## 任务要求
请逐字输出条目中从包含"streambed in this photo."的那一行开始、到条目最后一行为止的所有行，首尾两行都要包括在内。

指点数据摘录:

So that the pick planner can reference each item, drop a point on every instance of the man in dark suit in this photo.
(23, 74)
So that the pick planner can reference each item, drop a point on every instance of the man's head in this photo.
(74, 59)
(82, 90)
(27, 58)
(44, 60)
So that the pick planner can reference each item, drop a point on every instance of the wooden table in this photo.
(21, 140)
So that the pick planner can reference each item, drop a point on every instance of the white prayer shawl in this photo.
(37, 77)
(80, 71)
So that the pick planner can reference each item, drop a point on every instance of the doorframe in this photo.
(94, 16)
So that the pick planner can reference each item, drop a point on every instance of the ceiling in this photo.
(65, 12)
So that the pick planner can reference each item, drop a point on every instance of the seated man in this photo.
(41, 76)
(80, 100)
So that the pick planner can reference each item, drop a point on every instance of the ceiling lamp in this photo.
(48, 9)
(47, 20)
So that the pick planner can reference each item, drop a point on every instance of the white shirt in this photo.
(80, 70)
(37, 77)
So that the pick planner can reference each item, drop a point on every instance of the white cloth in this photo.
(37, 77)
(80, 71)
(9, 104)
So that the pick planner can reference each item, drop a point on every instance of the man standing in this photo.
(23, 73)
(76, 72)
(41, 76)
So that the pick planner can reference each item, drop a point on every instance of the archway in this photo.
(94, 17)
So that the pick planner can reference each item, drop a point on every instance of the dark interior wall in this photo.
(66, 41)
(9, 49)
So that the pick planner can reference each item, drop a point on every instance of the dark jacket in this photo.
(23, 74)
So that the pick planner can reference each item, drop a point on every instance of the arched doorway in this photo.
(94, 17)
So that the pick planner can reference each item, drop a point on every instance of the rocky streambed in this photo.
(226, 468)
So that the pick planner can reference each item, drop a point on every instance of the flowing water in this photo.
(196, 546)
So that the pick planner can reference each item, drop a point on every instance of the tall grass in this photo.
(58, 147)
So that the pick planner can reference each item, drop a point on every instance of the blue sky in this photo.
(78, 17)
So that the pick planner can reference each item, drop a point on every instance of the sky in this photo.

## 回答
So that the pick planner can reference each item, drop a point on every instance of the rocky streambed in this photo.
(226, 468)
So that the pick planner can reference each item, drop a point on every instance of the flowing water in this photo.
(196, 546)
So that the pick planner can reference each item, drop a point on every instance of the tall grass in this photo.
(58, 147)
So that the pick planner can reference each item, drop a point on every instance of the blue sky in this photo.
(78, 17)
So that the pick planner can reference each item, drop a point on every instance of the sky in this photo.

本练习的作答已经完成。